Some Historical Perspective

Firstly, it’s worth looking at history for some perspective. The party in opposition to the president’s party does usually win more seats during the midterm election. So, it would not be unusual for the Democrats to win the House, the Senate, or both. In this case, there are also a large number of Republicans retiring (39 to be exact), so more seats than usual do not have an incumbent defending them.

While it’s often assumed that a Democrat-led house is bad for the stock market, and will be in this case, historically a Democrat controlled house has actually been slightly better than a GOP controlled house for stocks. At the same time, it’s worth remembering that we are in the tenth year of a bull market.

Historically, we have also seen market volatility increase ahead of the midterms, as we are seeing now. But, since current market volatility has several other causes – the trade war, rates, and valuations – it may not automatically end after the election.

Likely Outcome of Expected Results

If the Democrats do take the House, there are several likely outcomes. The first will be more gridlock in Washington, with fewer new laws being passed. This could be both good and bad – depending who you ask. Fewer legislative changes could mean more certainty, something investors like.

Trump and the GOP will have a hard time introducing new tax cuts or making the last round of tax cuts permanent. Some analysts even think it’s possible some tax cuts would be reversed.

Trump would also struggle to ratchet up the trade war with China, which may put his whole trade strategy in jeopardy. This would have implications for global markets, and in particular for emerging markets.

A Democrat-controlled House would probably lead to new investigations into Trump, his campaign and his business interests. The topic of impeachment may well come up to, though it would be unlikely to go very far as any verdict requires the support of 67 senators. It’s also believed that Robert Mueller will announce his findings on alleged collusion between the Trump campaign and Russia.

And Finally, large gains for Democrats would turn attention to the 2020 election and the chances and implications of the Dems taking the Senate and White House.

(Rows from a pointing dataset)
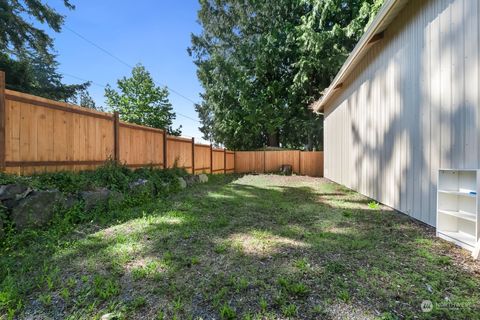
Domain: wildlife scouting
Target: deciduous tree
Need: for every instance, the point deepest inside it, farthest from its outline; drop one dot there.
(262, 63)
(139, 100)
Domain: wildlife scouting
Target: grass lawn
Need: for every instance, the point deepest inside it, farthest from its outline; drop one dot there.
(252, 247)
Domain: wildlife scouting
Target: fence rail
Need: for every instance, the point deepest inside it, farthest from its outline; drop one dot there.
(42, 135)
(308, 163)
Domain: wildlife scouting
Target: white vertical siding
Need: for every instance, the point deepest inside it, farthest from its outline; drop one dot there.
(410, 107)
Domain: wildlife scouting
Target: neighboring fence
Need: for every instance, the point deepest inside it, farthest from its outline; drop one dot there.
(41, 135)
(308, 163)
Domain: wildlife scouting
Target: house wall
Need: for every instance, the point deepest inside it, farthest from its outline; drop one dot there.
(410, 107)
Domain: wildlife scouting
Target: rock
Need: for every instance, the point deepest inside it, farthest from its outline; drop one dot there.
(37, 209)
(13, 192)
(2, 232)
(286, 169)
(191, 180)
(70, 201)
(99, 197)
(203, 178)
(138, 183)
(182, 183)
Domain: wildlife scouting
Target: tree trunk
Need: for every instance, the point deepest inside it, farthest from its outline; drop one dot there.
(273, 140)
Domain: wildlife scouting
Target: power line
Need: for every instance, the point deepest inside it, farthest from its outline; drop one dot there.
(124, 62)
(127, 65)
(104, 86)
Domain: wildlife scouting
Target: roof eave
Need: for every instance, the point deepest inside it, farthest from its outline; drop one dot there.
(373, 33)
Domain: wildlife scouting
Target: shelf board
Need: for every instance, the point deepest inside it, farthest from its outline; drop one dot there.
(460, 214)
(458, 193)
(464, 240)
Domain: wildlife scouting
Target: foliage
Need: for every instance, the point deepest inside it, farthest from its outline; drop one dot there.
(139, 100)
(271, 228)
(19, 32)
(111, 175)
(38, 76)
(262, 63)
(26, 50)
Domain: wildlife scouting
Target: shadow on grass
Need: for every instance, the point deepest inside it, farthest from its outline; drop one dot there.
(262, 248)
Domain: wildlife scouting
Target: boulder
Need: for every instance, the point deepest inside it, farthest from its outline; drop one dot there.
(2, 232)
(182, 183)
(13, 192)
(286, 169)
(37, 209)
(99, 197)
(138, 184)
(191, 180)
(203, 178)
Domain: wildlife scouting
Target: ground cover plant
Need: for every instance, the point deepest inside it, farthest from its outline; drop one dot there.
(252, 247)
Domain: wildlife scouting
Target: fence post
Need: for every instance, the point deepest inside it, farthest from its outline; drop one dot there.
(2, 120)
(165, 164)
(193, 156)
(116, 141)
(224, 161)
(211, 159)
(299, 162)
(264, 159)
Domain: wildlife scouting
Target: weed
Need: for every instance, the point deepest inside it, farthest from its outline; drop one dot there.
(105, 288)
(295, 288)
(138, 303)
(227, 313)
(302, 265)
(45, 299)
(343, 295)
(220, 248)
(374, 205)
(289, 310)
(335, 267)
(263, 303)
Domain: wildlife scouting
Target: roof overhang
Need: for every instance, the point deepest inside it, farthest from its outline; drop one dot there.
(374, 34)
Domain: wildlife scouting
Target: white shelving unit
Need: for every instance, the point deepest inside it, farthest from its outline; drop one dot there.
(458, 208)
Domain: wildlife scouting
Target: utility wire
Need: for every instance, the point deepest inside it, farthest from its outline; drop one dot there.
(127, 65)
(123, 61)
(104, 86)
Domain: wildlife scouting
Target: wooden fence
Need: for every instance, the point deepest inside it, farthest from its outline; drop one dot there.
(308, 163)
(41, 135)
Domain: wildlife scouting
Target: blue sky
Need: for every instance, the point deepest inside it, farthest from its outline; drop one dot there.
(152, 32)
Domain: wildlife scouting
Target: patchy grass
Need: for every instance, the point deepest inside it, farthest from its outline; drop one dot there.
(256, 247)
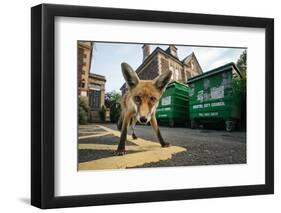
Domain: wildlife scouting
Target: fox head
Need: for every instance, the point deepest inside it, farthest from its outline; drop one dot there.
(144, 94)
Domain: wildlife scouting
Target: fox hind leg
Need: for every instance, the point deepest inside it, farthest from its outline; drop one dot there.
(155, 127)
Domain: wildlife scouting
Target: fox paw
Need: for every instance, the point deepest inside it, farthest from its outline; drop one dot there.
(165, 144)
(134, 136)
(120, 152)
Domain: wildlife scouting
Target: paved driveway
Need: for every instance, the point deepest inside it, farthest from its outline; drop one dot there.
(98, 142)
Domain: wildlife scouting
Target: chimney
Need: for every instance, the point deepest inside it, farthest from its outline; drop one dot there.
(146, 51)
(173, 50)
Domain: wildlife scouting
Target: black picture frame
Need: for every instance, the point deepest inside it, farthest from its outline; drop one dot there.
(43, 102)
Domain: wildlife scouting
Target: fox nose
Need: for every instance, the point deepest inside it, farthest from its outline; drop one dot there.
(143, 119)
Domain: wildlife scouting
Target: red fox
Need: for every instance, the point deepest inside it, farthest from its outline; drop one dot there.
(140, 103)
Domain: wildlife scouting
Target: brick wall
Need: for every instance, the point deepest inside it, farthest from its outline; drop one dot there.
(150, 71)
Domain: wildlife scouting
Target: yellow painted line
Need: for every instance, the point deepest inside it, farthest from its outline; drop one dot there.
(110, 147)
(95, 135)
(139, 141)
(132, 160)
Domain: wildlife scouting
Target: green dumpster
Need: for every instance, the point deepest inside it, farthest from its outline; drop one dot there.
(215, 96)
(173, 106)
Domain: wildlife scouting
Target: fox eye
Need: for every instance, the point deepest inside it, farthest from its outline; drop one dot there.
(152, 99)
(137, 99)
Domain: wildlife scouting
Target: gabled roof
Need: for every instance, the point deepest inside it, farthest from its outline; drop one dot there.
(166, 53)
(187, 59)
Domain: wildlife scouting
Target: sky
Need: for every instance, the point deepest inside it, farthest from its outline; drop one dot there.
(107, 59)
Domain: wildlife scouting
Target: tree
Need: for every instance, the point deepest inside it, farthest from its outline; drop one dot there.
(242, 63)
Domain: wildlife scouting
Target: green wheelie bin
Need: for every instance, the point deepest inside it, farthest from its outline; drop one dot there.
(173, 108)
(215, 96)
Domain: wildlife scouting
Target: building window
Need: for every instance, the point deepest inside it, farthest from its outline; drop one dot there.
(94, 96)
(95, 99)
(82, 83)
(192, 65)
(177, 74)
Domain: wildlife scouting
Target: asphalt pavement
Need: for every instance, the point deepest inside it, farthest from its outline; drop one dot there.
(198, 146)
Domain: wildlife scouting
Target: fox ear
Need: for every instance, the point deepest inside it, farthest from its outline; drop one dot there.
(129, 75)
(162, 80)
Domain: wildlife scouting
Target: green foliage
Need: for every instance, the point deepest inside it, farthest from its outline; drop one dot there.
(112, 101)
(83, 110)
(242, 64)
(102, 113)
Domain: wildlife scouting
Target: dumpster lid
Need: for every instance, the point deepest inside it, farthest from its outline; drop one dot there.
(215, 71)
(174, 83)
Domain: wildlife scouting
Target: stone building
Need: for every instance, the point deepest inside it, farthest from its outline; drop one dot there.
(90, 85)
(160, 60)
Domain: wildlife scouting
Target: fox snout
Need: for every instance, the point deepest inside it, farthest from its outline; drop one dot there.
(143, 119)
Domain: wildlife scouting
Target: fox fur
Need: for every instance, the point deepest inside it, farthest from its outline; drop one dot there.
(139, 103)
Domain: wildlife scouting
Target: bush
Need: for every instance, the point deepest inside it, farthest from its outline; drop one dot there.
(102, 114)
(83, 110)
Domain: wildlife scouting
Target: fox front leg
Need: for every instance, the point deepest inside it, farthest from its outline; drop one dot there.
(123, 137)
(133, 124)
(155, 127)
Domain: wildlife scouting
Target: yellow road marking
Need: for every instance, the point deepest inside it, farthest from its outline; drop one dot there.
(111, 147)
(132, 160)
(95, 135)
(139, 141)
(150, 152)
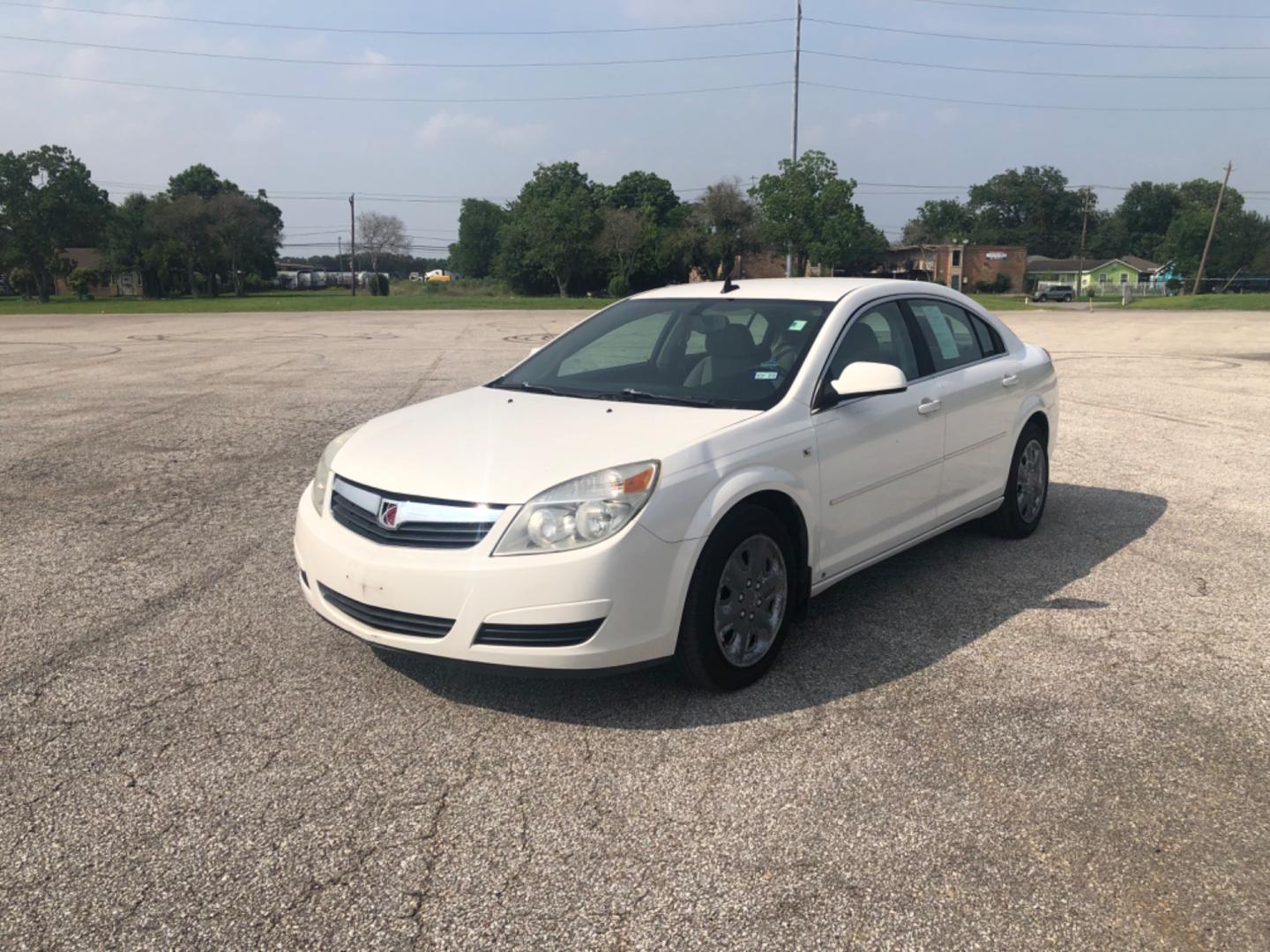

◆ The exercise
According to the passage on the midterm elections, how many Republicans are retiring? Answer using only the passage on the midterm elections.

◆ Solution for this task
39 Republicans are retiring.